PROVIDED INFORMATION Start Marker
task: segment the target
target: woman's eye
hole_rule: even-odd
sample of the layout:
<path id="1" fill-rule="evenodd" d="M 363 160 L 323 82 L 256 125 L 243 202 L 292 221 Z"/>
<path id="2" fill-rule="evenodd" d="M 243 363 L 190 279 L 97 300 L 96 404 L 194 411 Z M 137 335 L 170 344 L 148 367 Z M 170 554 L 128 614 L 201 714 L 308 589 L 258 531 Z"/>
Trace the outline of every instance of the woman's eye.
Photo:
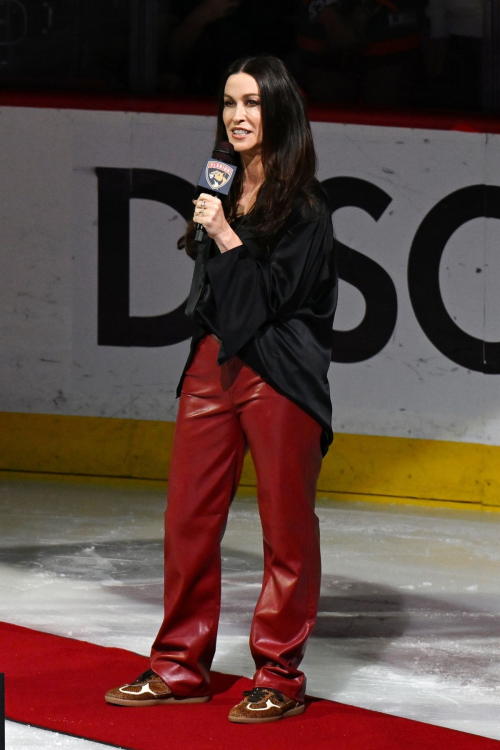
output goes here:
<path id="1" fill-rule="evenodd" d="M 233 103 L 233 102 L 231 102 L 231 101 L 229 101 L 229 99 L 227 99 L 227 100 L 226 100 L 226 101 L 224 102 L 224 106 L 225 106 L 225 107 L 230 107 L 232 103 Z"/>
<path id="2" fill-rule="evenodd" d="M 257 101 L 257 99 L 249 99 L 247 104 L 249 104 L 250 107 L 258 107 L 260 102 Z"/>

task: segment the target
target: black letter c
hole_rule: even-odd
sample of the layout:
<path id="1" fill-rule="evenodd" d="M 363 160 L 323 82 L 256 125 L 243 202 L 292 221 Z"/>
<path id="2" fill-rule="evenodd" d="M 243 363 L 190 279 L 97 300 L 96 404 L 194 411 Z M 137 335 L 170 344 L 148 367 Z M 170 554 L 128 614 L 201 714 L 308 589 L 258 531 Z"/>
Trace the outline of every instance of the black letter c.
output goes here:
<path id="1" fill-rule="evenodd" d="M 500 219 L 500 187 L 471 185 L 443 198 L 417 230 L 408 262 L 408 288 L 426 336 L 448 359 L 477 372 L 500 374 L 500 342 L 470 336 L 452 320 L 439 288 L 439 264 L 454 232 L 472 219 Z"/>

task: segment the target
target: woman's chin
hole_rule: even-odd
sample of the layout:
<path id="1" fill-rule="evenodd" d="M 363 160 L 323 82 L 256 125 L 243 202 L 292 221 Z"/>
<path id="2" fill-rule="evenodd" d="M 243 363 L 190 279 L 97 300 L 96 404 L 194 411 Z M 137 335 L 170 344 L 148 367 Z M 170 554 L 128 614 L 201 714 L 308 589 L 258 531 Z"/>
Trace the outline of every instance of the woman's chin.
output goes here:
<path id="1" fill-rule="evenodd" d="M 234 150 L 241 156 L 256 156 L 261 152 L 261 146 L 256 143 L 244 143 L 242 141 L 231 141 Z"/>
<path id="2" fill-rule="evenodd" d="M 246 143 L 245 141 L 239 141 L 239 140 L 232 140 L 231 143 L 234 146 L 235 151 L 239 151 L 240 153 L 242 151 L 251 151 L 252 148 L 255 147 L 255 144 L 253 143 Z"/>

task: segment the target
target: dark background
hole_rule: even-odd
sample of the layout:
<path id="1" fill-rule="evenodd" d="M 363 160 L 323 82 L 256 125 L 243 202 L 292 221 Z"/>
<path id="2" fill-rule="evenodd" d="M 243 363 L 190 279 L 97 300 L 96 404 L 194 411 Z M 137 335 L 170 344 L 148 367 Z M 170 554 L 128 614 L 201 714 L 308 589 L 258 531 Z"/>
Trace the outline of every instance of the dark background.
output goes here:
<path id="1" fill-rule="evenodd" d="M 0 0 L 0 88 L 205 97 L 230 61 L 268 53 L 311 102 L 498 110 L 500 0 L 482 38 L 436 38 L 432 2 Z"/>

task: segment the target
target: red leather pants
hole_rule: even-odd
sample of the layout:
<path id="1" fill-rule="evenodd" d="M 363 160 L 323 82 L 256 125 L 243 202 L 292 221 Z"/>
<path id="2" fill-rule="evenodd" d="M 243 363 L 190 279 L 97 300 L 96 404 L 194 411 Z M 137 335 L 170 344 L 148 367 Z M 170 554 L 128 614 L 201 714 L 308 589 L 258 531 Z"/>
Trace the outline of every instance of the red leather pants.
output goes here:
<path id="1" fill-rule="evenodd" d="M 250 650 L 254 684 L 303 700 L 299 670 L 321 578 L 314 512 L 321 427 L 237 357 L 222 366 L 206 336 L 185 375 L 165 514 L 165 619 L 151 667 L 179 696 L 209 693 L 229 506 L 250 448 L 264 537 L 264 578 Z"/>

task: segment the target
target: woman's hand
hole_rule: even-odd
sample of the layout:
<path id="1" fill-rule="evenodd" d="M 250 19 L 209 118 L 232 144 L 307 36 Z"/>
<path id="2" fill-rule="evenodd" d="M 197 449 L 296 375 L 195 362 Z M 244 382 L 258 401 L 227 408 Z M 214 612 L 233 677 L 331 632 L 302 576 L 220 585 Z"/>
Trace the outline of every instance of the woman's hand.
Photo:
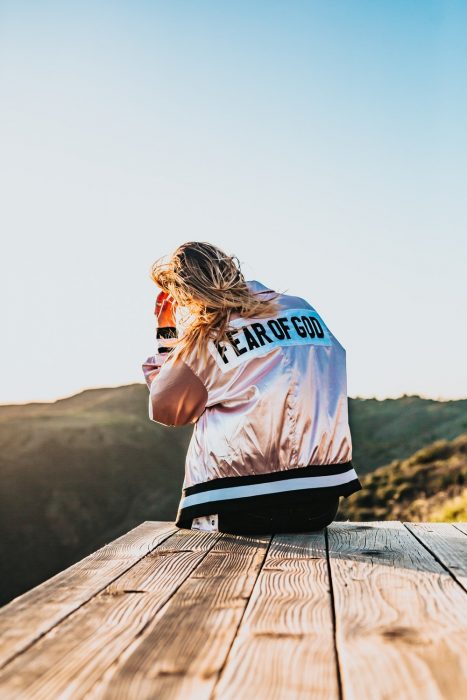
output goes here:
<path id="1" fill-rule="evenodd" d="M 158 328 L 175 328 L 175 306 L 176 302 L 168 292 L 159 292 L 154 309 Z"/>

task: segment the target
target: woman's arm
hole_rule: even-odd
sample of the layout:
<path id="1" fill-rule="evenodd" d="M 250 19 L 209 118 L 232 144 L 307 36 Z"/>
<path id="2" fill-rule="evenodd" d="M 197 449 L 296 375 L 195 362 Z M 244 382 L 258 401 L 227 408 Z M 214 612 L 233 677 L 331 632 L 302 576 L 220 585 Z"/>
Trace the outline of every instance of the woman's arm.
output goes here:
<path id="1" fill-rule="evenodd" d="M 208 392 L 179 358 L 164 362 L 149 390 L 149 418 L 163 425 L 195 423 L 206 408 Z"/>
<path id="2" fill-rule="evenodd" d="M 157 328 L 157 330 L 156 330 L 156 353 L 155 353 L 155 355 L 151 355 L 150 357 L 148 357 L 146 362 L 143 362 L 143 365 L 142 365 L 144 378 L 146 380 L 146 384 L 148 385 L 149 389 L 151 388 L 152 382 L 159 374 L 160 368 L 162 367 L 164 362 L 168 359 L 168 357 L 170 356 L 170 353 L 173 350 L 172 347 L 167 346 L 167 343 L 164 342 L 164 339 L 176 338 L 176 337 L 177 337 L 177 329 L 175 328 L 175 326 L 167 326 L 165 328 L 164 327 Z"/>
<path id="3" fill-rule="evenodd" d="M 206 407 L 208 393 L 183 360 L 172 361 L 173 346 L 164 343 L 164 339 L 177 337 L 173 306 L 165 292 L 158 295 L 154 313 L 156 354 L 148 357 L 142 366 L 149 388 L 149 418 L 163 425 L 194 423 Z"/>

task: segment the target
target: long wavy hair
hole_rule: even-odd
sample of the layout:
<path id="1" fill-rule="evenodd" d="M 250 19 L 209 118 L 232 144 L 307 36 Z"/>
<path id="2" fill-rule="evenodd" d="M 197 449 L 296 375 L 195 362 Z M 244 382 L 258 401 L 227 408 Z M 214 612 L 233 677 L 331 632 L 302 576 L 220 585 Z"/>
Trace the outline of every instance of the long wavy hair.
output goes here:
<path id="1" fill-rule="evenodd" d="M 180 337 L 164 340 L 166 345 L 177 345 L 182 355 L 195 347 L 201 354 L 208 340 L 228 340 L 232 313 L 243 318 L 265 318 L 279 312 L 279 293 L 251 291 L 239 259 L 210 243 L 183 243 L 171 256 L 156 260 L 151 277 L 185 313 Z"/>

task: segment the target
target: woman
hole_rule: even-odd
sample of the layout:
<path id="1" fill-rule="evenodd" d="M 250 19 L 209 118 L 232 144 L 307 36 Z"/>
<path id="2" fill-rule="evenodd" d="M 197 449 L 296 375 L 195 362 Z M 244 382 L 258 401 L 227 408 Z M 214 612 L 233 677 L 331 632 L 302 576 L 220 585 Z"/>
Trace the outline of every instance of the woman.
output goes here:
<path id="1" fill-rule="evenodd" d="M 351 463 L 345 350 L 304 299 L 246 281 L 238 259 L 181 245 L 152 278 L 151 420 L 194 423 L 176 525 L 304 532 L 361 488 Z"/>

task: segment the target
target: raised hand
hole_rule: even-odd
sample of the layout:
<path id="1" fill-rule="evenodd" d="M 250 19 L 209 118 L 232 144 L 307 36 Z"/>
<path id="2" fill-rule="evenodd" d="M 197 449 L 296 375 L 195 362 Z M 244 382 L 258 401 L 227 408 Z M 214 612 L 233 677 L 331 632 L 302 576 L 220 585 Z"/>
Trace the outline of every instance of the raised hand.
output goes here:
<path id="1" fill-rule="evenodd" d="M 159 292 L 154 308 L 158 328 L 175 327 L 175 306 L 176 302 L 168 292 Z"/>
PROVIDED INFORMATION End Marker
### PROBLEM:
Your answer is a single number: the count of lines in the records holding the string "raised".

### RESPONSE BELOW:
2